> INSTRUCTIONS FOR THE TASK
Copy the lines below without changing anything in them.

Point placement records

▼

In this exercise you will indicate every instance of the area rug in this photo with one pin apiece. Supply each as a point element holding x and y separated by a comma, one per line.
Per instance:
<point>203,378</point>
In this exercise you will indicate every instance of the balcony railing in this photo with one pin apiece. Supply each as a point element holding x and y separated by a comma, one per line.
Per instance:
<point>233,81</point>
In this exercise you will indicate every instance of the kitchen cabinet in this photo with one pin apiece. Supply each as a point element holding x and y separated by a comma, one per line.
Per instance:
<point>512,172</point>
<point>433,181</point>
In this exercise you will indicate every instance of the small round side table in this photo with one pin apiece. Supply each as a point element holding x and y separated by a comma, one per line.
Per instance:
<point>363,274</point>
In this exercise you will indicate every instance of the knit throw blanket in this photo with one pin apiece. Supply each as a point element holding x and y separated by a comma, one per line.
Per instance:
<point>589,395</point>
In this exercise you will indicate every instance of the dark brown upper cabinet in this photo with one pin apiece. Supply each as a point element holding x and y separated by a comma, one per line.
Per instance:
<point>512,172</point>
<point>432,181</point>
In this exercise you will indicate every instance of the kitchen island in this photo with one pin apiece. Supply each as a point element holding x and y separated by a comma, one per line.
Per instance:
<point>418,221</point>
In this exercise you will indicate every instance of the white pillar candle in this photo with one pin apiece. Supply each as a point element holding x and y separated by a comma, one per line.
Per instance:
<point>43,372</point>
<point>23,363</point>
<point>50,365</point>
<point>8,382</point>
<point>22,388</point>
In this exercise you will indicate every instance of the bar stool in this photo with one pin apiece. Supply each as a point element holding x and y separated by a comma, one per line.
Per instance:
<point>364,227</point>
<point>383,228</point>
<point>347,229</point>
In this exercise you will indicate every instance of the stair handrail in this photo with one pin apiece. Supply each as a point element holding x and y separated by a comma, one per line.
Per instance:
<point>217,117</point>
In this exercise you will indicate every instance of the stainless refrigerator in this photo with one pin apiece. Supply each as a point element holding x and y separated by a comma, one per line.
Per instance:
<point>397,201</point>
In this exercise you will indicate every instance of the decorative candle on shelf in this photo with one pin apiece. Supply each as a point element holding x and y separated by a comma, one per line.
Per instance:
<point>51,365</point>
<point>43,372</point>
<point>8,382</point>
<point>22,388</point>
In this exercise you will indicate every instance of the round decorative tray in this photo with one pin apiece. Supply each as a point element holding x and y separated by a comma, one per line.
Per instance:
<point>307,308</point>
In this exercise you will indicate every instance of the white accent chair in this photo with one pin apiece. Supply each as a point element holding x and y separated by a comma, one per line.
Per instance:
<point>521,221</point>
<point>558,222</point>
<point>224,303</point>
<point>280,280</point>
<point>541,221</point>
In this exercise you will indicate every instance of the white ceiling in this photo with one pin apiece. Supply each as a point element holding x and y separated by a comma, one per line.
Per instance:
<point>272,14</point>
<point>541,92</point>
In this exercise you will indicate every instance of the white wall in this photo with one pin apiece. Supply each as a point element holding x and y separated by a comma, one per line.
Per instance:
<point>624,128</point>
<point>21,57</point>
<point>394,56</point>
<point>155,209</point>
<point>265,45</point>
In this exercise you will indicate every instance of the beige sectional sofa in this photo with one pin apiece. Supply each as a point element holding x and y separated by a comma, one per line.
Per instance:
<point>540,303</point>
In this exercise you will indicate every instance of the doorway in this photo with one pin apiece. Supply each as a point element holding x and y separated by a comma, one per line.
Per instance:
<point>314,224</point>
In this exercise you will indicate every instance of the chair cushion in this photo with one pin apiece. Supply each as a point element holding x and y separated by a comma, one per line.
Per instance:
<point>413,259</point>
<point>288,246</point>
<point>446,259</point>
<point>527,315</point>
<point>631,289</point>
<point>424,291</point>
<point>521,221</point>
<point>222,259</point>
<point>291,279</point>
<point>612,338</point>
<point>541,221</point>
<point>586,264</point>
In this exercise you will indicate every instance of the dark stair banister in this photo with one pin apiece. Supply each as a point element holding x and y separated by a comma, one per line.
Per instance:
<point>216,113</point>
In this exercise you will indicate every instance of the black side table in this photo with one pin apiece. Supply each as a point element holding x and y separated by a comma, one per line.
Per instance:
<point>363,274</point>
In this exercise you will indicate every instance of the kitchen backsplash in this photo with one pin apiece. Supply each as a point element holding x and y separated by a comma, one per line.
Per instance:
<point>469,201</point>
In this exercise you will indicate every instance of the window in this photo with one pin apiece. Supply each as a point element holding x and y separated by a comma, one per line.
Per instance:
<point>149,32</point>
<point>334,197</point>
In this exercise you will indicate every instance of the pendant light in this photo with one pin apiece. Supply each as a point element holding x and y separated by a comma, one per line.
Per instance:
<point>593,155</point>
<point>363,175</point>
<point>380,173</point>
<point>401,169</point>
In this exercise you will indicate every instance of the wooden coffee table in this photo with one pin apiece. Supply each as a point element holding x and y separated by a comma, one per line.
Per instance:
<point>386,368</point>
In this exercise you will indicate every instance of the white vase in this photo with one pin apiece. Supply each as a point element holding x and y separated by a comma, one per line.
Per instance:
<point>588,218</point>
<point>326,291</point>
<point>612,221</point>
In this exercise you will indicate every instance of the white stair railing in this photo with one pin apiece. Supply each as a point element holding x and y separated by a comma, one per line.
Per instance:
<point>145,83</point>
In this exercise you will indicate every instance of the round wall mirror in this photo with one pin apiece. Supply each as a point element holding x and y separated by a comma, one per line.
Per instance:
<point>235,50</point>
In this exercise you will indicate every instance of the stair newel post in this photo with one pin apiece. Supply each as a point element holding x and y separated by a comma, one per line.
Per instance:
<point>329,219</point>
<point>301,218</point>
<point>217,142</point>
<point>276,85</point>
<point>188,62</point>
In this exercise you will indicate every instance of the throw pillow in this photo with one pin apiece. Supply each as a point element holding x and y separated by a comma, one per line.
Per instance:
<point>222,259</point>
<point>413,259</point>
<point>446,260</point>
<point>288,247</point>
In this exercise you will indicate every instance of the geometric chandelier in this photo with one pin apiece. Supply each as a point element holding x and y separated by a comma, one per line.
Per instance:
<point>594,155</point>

▲

> SOLUTION TO THIS PROBLEM
In this exercise you will indicate every instance of the area rug in this photo with one pin apiece. Supply each as a point element holding x and y separated by a comma, one per line.
Per instance:
<point>203,378</point>
In this exercise you will indicate every instance of the balcony railing in this photo with one pin apiece. Supply each as a point element holding x and y separated by a comma, one per line.
Per instance:
<point>233,81</point>
In this exercise you will indicate every instance of the kitchen cabinet in this photo with one pin apiece. Supply each as a point element holding x and y separated by a comma, one per line.
Per instance:
<point>512,172</point>
<point>433,181</point>
In this exercise you will indicate every instance of the small round side table in this photo with one pin apiece. Supply each as a point element holding x and y separated by a comma, one per line.
Per instance:
<point>363,274</point>
In this exercise you will indicate every instance of the knit throw blanket in this photo with one pin apiece. Supply each as a point element holding x and y separated by a comma, one per line.
Per instance:
<point>589,395</point>
In this exercise you will indicate every instance of the dark brown upper cabinet in this photo with one pin apiece. Supply each as a point element holding x and y separated by a comma, one per line.
Per instance:
<point>512,172</point>
<point>432,181</point>
In this exercise you will indicate every instance of the kitchen island in this photo with one pin apiece. Supply each as a point element holding x and y separated by a comma, one per line.
Per instance:
<point>418,221</point>
In this exercise you will indicate every instance of the white pillar candle in this photo with one pin apiece. Supply each as a point element holding x and y separated by a comma, one per line.
Per instance:
<point>43,372</point>
<point>23,363</point>
<point>50,365</point>
<point>8,382</point>
<point>22,388</point>
In this exercise you will indicate every instance of the bar stool in this photo with one pin apiece. Supply each as a point element holding x and y separated by a comma, one per line.
Per instance:
<point>364,227</point>
<point>383,228</point>
<point>347,229</point>
In this exercise you will indicate every instance of the stair handrail in this photo with one pin apiece. Supply each as a point element holding x and y separated by a comma, one per line.
Per instance:
<point>217,117</point>
In this exercise you will indicate every instance of the stainless refrigerator in this photo with one pin apiece. Supply each as a point element holding x and y separated by a comma, one per line.
Per instance:
<point>397,201</point>
In this exercise you will indicate every instance of the decorative candle on shelf in this photo with one pin apiece. Supply each as a point element holding x and y separated by a comma, one per line.
Per instance:
<point>51,365</point>
<point>43,372</point>
<point>8,382</point>
<point>22,388</point>
In this exercise you will indicate every instance of the round decorative tray in this photo with one pin apiece. Supply each as a point element holding x and y separated by a comma, one per line.
Per instance:
<point>307,308</point>
In this exercise you will indicate every instance of the white accent chair in this photo with one pin apiece. Supply each as a point element holding x and y separated by a comma, one per line.
Per instance:
<point>521,221</point>
<point>558,222</point>
<point>224,303</point>
<point>280,280</point>
<point>541,221</point>
In this exercise you will indicate every instance of the white ceiling in this photo with one pin apiece. Supply each as a point element holding x and y separated by a comma, one per line.
Per instance:
<point>272,14</point>
<point>541,92</point>
In this exercise you will indicate every instance of the white wall in this photo with one pin apiece. Supply each as a point element holding x and y separated by a comma, one per line.
Per instance:
<point>624,128</point>
<point>21,57</point>
<point>394,56</point>
<point>155,209</point>
<point>265,45</point>
In this exercise you will indicate every instance of the beige sectional sofa in this photo with one pin apiece. Supply each as a point element holding x and y separated by a comma, one per line.
Per instance:
<point>540,303</point>
In this exercise you will indicate every instance of the doorway in this photo with one pin apiece. Supply each as a point element holding x and y separated by a comma, one per line.
Per instance:
<point>314,224</point>
In this exercise you will indicate every instance of the chair cushion in this photo with one pin apiece. Supply each as a point element holding x and y separated by a comma, one per line.
Per instance:
<point>413,259</point>
<point>288,246</point>
<point>446,259</point>
<point>527,315</point>
<point>631,289</point>
<point>424,291</point>
<point>521,221</point>
<point>222,259</point>
<point>291,279</point>
<point>612,338</point>
<point>541,221</point>
<point>586,264</point>
In this exercise you will indicate every instance of the dark stair banister in this photo with one pin apiece. Supply each as a point element holding x and y separated by a comma, one per line.
Per instance:
<point>216,113</point>
In this exercise you will indicate every instance of the black side table in this photo with one pin apiece. Supply each as a point element holding x and y separated by a comma, one per line.
Per instance:
<point>363,274</point>
In this exercise you will indicate every instance of the kitchen backsplash in this photo with one pin apiece. Supply each as a point element holding x and y separated by a comma, one per line.
Per instance:
<point>469,201</point>
In this exercise you will indicate every instance of the window in this photo with one pin apiece. Supply each as a point element holding x and y separated by a comma, one per line.
Per instance:
<point>149,32</point>
<point>334,197</point>
In this exercise you will indicate every instance of the pendant light in this photo with one pin apiece. Supply each as a point element holding x and y separated by a comma, one per line.
Per instance:
<point>593,155</point>
<point>363,175</point>
<point>380,173</point>
<point>401,169</point>
In this exercise you will indicate every instance of the wooden coffee table in this photo with one pin apiece. Supply each as a point element holding x and y separated by a comma, one per line.
Per instance:
<point>386,368</point>
In this exercise you will indicate every instance of the white vase in this photo with one pin apiece. Supply each as a point element holding x and y separated by a comma, one per line.
Per instance:
<point>588,218</point>
<point>326,291</point>
<point>612,221</point>
In this exercise you will indicate every instance of the white stair railing in this photo with one pin apiece. Supply each as a point element holding x and y separated by a comma, one per line.
Per instance:
<point>145,83</point>
In this exercise you will indicate every instance of the round wall mirror in this photo with one pin apiece. Supply each as a point element holding x and y separated by a comma, one per line.
Per instance:
<point>235,50</point>
In this exercise you will indicate every instance of the stair newel post in this photo with one pin apiece. Supply each as a point element holding x and y separated by a comma, one per line.
Per instance:
<point>329,219</point>
<point>301,218</point>
<point>217,142</point>
<point>276,85</point>
<point>188,62</point>
In this exercise you will indicate every instance of the throw pillow in this photo with one pin apiece. Supply each as a point element holding x and y separated by a comma, one per line.
Per instance:
<point>222,259</point>
<point>413,259</point>
<point>446,260</point>
<point>288,247</point>
In this exercise you will indicate every instance of the geometric chandelier in this photo with one pin apiece. Supply each as a point element holding x and y separated by a comma, one per line.
Per instance:
<point>594,155</point>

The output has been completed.